= Aim of the exercise =
Print the passage from the Quilpie travel journal exactly, starting at "Houses are mostly" and ending at "popular for houses.".

= Text passage =
----------

Travelling Australia - Journal 2009
3-5 August 2009 - Quilpie
Quilpie is laid out as a rectangle with streets at right angles. Streets are very wide and usually bitumen from gutter to gutter. A few streets have central plantations complete with green grass and healthy well-watered plants. The streets are so wide that I had no difficulty passing a couple of 4WDs stopped in the middle of the road for a chat. Most streets are named after birds (three are not); some are after well-known birds (brolga and galah) but other names are unusual and one of the challenges for visitors is to identify the three streets not named after birds.

Houses are mostly well-verandahed and single-story built of weather board, fibro or similar material. Blocks are large. There are a few Queenslander style houses, many with the bottom enclosed. Light colours are popular for houses.

----------

= Dataset entries =
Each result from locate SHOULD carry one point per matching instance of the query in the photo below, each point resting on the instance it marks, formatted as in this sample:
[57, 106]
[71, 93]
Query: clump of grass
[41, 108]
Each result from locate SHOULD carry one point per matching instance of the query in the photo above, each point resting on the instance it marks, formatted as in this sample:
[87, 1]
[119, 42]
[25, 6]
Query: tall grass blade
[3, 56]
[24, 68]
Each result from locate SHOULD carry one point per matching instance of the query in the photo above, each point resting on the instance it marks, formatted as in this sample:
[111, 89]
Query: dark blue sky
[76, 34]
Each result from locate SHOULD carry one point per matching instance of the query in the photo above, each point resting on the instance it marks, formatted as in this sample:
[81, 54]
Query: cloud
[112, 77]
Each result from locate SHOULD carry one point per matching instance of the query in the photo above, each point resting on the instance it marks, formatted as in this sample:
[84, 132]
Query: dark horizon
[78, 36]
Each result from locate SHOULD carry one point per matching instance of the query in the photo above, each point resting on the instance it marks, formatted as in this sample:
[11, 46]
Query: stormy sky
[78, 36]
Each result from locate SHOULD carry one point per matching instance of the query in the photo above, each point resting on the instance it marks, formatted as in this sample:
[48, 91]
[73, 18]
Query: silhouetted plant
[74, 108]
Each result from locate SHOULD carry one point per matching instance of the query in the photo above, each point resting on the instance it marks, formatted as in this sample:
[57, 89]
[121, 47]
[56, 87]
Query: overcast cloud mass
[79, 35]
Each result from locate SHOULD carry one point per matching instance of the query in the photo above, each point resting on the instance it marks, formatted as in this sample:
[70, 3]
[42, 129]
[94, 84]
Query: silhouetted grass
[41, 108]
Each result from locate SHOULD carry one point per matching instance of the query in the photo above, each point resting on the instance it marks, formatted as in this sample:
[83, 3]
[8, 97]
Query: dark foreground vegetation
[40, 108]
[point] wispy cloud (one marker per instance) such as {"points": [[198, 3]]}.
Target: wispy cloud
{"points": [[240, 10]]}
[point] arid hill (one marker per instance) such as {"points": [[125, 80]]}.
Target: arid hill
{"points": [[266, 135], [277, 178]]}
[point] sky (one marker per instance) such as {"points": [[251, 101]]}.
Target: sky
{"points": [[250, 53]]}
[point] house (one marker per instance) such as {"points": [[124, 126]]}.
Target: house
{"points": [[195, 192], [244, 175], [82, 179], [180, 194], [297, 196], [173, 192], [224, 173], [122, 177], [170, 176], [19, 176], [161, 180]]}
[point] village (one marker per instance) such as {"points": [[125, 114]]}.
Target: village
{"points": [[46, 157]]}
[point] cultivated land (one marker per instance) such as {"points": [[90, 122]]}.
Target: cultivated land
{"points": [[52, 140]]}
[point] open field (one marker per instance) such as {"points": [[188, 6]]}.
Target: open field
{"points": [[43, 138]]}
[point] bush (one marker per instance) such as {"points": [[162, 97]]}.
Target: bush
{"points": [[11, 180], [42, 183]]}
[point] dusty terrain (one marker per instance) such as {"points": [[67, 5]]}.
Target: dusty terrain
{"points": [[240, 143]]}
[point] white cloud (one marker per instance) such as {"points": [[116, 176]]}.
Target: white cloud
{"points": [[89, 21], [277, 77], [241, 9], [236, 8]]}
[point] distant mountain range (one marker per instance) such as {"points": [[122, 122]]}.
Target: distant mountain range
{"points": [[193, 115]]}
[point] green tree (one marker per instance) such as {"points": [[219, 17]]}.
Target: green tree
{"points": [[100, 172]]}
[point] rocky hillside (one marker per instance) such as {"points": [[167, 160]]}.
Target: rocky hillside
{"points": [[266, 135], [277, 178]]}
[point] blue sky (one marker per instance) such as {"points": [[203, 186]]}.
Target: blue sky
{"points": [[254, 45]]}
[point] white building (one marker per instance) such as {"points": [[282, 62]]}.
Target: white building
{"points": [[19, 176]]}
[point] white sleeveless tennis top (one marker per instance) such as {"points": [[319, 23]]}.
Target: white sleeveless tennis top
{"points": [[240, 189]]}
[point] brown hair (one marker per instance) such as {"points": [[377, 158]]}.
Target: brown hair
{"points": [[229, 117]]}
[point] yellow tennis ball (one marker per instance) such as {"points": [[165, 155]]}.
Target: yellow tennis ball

----------

= Reply =
Houses are mostly well-verandahed and single-story built of weather board, fibro or similar material. Blocks are large. There are a few Queenslander style houses, many with the bottom enclosed. Light colours are popular for houses.